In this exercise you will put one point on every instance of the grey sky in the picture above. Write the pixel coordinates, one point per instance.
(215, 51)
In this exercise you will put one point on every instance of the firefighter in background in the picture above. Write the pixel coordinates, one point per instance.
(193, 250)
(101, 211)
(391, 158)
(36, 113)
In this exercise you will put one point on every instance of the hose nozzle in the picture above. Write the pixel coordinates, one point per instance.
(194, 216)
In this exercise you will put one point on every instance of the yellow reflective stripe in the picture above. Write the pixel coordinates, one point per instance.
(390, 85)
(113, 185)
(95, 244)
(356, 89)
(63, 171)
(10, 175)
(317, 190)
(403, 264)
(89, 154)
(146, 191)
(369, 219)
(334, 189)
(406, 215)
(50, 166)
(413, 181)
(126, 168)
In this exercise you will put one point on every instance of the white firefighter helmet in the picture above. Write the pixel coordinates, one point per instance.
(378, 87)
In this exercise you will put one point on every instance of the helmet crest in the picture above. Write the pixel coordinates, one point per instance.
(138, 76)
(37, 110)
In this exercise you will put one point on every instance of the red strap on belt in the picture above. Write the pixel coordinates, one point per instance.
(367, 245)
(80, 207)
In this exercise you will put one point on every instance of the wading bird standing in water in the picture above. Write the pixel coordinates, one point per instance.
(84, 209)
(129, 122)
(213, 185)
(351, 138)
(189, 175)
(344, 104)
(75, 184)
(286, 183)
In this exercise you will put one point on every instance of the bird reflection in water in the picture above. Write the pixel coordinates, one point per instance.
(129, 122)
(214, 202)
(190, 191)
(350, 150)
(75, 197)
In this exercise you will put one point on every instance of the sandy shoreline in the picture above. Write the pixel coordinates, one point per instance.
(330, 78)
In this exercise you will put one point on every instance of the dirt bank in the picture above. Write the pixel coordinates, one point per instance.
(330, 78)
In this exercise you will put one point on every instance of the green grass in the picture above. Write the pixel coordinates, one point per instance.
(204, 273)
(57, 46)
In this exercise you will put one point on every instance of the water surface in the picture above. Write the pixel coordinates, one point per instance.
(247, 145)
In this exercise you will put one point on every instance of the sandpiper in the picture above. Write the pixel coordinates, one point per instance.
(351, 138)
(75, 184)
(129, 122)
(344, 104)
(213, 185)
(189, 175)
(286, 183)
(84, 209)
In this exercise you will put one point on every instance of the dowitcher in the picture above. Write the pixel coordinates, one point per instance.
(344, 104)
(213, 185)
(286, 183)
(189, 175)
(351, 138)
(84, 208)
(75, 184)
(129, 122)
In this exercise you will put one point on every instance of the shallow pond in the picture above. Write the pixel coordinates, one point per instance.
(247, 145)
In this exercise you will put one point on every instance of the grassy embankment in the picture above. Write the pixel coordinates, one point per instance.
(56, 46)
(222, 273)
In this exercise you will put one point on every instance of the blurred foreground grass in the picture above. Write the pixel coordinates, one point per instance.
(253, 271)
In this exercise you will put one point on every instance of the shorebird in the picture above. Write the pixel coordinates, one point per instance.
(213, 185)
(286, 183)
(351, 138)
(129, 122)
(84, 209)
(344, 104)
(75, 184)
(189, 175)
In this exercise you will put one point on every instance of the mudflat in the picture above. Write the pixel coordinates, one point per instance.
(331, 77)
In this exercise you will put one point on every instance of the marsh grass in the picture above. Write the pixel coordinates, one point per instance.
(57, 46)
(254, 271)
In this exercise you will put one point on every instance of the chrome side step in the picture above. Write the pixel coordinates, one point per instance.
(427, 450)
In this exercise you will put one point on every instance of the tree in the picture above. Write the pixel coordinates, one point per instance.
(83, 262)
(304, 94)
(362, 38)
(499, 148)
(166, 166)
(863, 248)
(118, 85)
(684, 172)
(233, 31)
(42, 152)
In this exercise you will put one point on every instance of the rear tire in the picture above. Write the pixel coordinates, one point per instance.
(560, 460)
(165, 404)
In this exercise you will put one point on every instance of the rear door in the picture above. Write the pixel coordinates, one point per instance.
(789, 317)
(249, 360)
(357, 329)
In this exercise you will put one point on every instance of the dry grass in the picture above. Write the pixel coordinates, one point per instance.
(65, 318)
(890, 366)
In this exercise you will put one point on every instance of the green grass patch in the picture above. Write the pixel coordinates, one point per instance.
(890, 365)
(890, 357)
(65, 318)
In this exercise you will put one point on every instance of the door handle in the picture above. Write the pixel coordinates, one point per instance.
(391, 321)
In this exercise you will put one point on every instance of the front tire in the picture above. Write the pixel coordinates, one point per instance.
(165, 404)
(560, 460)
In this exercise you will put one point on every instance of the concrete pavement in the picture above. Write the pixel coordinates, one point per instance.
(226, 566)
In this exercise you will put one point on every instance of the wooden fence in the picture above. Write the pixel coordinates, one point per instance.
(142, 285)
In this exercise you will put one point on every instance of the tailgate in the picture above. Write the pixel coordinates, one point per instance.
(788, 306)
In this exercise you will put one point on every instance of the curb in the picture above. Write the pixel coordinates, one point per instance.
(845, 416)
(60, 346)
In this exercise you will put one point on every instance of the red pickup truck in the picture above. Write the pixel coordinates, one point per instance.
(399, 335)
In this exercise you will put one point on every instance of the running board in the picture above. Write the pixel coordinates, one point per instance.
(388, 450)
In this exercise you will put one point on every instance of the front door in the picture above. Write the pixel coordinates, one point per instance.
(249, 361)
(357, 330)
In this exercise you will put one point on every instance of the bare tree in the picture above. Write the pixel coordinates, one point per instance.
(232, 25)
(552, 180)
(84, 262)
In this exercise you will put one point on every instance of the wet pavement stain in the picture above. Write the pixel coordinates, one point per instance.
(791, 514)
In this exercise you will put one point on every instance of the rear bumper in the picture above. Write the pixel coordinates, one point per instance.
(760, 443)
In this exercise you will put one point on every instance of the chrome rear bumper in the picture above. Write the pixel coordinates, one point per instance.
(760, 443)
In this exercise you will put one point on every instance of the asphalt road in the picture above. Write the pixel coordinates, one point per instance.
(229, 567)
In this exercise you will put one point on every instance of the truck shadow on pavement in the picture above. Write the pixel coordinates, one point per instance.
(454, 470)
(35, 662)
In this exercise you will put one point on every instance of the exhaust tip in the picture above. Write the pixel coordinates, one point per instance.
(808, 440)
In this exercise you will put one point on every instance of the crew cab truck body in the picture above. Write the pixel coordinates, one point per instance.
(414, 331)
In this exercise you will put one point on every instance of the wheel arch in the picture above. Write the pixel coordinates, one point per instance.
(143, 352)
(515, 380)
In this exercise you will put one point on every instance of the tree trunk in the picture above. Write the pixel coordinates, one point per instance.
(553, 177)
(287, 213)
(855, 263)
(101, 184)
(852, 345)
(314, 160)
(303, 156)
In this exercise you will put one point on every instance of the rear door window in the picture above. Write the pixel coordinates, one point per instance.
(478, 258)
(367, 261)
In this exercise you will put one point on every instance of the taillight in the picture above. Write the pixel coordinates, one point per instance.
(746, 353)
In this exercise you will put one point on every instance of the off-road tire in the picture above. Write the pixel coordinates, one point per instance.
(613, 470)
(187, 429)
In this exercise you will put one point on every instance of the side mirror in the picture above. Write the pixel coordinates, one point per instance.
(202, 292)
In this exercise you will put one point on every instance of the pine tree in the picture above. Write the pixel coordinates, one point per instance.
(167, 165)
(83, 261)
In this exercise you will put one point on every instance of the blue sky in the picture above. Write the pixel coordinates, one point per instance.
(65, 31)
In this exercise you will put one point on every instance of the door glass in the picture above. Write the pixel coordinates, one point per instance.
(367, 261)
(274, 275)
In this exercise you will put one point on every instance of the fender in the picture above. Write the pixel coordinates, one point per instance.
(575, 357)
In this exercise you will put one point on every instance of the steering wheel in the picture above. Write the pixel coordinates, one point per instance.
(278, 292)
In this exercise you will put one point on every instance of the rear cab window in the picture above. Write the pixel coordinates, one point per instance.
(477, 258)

▬▬▬▬▬▬

> _Work to complete_: Nothing but the lines from the one containing "of the fender" through the end of the entries belongs in the answer; repeat them exactly.

> _Task solution_:
In this exercise you will put one point on every instance of the fender in the picture above. Write the pixel coordinates, one point per instance.
(575, 357)
In this exercise you will put one point on every instance of the steering wheel in the picture above. Write the pixel coordinates, one point per instance.
(278, 292)
In this exercise you will put one point on every instance of the rear cab window in the picture above. Write the pixel coordinates, one point per instance.
(477, 258)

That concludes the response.